DATA TO USE:
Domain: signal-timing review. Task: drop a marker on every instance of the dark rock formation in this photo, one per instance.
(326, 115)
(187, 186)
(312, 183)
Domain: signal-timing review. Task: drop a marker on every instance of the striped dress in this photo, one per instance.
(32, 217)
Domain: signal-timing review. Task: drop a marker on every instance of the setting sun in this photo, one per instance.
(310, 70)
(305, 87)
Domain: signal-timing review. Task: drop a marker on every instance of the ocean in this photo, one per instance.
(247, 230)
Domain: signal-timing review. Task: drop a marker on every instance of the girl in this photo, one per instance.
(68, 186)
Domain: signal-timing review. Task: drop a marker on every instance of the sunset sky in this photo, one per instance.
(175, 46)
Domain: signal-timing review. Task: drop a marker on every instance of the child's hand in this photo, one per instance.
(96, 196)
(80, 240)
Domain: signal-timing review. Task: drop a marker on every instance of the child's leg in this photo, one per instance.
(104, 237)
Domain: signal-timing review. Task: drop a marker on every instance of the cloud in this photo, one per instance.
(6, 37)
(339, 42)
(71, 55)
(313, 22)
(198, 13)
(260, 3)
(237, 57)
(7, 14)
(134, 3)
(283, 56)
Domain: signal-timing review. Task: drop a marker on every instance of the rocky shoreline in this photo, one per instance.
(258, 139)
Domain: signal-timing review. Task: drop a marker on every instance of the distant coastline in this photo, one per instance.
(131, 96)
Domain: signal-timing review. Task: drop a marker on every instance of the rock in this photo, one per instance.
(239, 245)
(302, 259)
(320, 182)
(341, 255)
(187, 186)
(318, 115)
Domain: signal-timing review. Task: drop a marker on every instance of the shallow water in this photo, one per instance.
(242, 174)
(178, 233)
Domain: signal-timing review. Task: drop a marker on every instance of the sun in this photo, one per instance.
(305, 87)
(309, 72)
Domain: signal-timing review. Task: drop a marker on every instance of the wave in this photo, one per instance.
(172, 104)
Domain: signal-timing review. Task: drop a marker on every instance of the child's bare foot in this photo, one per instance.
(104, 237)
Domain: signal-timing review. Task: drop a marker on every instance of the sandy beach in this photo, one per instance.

WHAT YOU ARE ASKED TO DO:
Could you repeat the items from the line containing "wave in this photo, one per instance." through the last item, swapping "drop a marker" for "place a pin" and keeping everything else unchanged?

RESPONSE:
Domain: signal-timing review. Task: place a pin on every instance of the wave in this photo, one per instance.
(172, 104)
Domain: signal-timing review. Task: place a pin on every instance of the child's bare foot in this photo, one per instance.
(104, 237)
Domain: signal-timing review. Task: place a pin on every instance of the sandy beach in this photo, one per instance.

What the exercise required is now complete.